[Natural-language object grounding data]
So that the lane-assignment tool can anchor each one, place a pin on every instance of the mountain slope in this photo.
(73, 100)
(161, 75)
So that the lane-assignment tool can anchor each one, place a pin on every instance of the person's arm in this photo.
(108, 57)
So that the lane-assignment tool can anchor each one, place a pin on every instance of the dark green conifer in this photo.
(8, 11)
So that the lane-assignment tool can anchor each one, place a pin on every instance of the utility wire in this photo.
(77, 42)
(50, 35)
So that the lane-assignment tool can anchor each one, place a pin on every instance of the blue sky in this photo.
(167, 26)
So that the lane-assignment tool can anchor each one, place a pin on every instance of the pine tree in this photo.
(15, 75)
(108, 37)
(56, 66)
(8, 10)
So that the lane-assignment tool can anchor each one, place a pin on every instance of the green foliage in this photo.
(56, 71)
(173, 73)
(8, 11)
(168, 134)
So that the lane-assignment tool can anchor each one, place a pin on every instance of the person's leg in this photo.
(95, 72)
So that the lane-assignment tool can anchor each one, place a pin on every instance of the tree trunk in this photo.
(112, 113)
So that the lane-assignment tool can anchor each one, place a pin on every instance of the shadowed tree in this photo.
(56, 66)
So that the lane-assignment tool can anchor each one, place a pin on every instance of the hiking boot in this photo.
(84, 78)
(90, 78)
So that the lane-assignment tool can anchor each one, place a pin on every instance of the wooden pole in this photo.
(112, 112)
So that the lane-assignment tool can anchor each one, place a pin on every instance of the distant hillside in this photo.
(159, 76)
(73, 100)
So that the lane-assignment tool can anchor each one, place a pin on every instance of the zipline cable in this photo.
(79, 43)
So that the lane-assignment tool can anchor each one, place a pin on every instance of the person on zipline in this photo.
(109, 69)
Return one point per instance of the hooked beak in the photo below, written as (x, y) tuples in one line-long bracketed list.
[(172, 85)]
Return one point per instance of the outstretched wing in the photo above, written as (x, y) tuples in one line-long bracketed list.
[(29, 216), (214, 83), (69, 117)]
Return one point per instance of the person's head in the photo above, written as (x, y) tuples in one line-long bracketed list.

> Directions for this task:
Counting the line that contains "shadowed tree in this photo." as the first, copy exactly every line through the end of the records, and nothing else.

> Solution to the exercise:
So that the lane-assignment tool can anchor each one, place a pin on every instance of the shadowed tree in this photo.
(56, 66)
So that the lane-assignment tool can anchor each one, place a pin on every instance of the hiking boot in this photo.
(84, 78)
(90, 78)
So that the lane-assignment tool can anchor each one, place a pin on every instance of the wooden pole in this photo.
(112, 112)
So that the lane-assignment tool can anchor each one, place a pin on every instance of the distant hillside in this photo.
(159, 76)
(73, 100)
So that the lane-assignment tool can anchor each one, place a pin on every instance of the zipline cable in this photo.
(79, 43)
So that the lane-assignment tool can anchor each one, place a pin on every instance of the person on zipline in this photo.
(109, 69)
Return one point per instance of the hooked beak in the photo below, written as (x, y) tuples in one line-long bracketed list.
[(172, 85)]
Return one point per instance of the outstretched wing in the photo above, written as (x, y) tuples in one line-long bracketed list.
[(29, 216), (214, 83), (69, 117)]
Return one point per instance of the person's head in the photo above, written as (x, y) tuples in one line-long bracketed list.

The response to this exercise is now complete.